▶ **Task input**
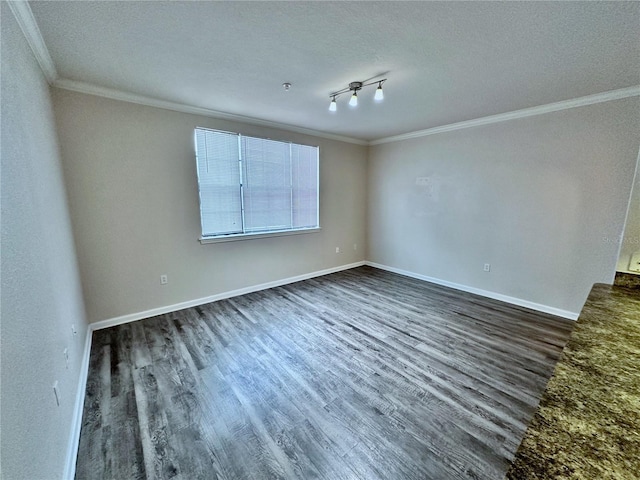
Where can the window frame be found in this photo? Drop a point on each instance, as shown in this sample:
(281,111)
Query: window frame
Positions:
(249,235)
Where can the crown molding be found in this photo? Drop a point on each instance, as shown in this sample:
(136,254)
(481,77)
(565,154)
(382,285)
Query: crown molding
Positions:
(526,112)
(115,94)
(24,16)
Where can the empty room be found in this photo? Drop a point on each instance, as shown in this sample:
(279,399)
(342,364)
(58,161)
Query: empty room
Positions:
(320,240)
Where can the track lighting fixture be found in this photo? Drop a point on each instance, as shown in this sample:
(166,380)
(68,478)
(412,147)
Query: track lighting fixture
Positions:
(353,88)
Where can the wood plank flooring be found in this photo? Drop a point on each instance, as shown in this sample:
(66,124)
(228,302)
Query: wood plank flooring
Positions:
(360,375)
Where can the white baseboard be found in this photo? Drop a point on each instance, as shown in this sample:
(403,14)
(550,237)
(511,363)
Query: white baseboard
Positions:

▶ **Activity**
With the pictures omitted, repeat the full set of records above exactly.

▶ **Result of the task**
Where can the window frame be found in this photo? Drop a point on each instance, as shown in this sample:
(281,111)
Query: window frame
Positions:
(249,235)
Where can the crown molding be found in this photo? Drop a point on each instance, as shown in this sample:
(136,254)
(481,77)
(565,154)
(382,285)
Query: crown molding
Positions:
(526,112)
(115,94)
(24,16)
Where can the empty room be found in this photo? Drop a point on each instance, as shown in this sample:
(279,399)
(342,364)
(58,161)
Query: empty room
Positions:
(320,240)
Where can the track lighting fixture be found in this photo? Drop a point on each instance, as shown in this sample:
(166,380)
(68,478)
(412,147)
Query: track lighting fixture
Positions:
(353,88)
Where can the wood plank flooring be found in this photo? Drop a point on each instance, as shown in this sample:
(66,124)
(228,302)
Query: wood plank flooring
Positions:
(360,375)
Where can the white baseboard be found in this photo? Drop a point on each instance, as shown in this sample:
(403,14)
(550,237)
(511,363)
Query: white baseboard
Positions:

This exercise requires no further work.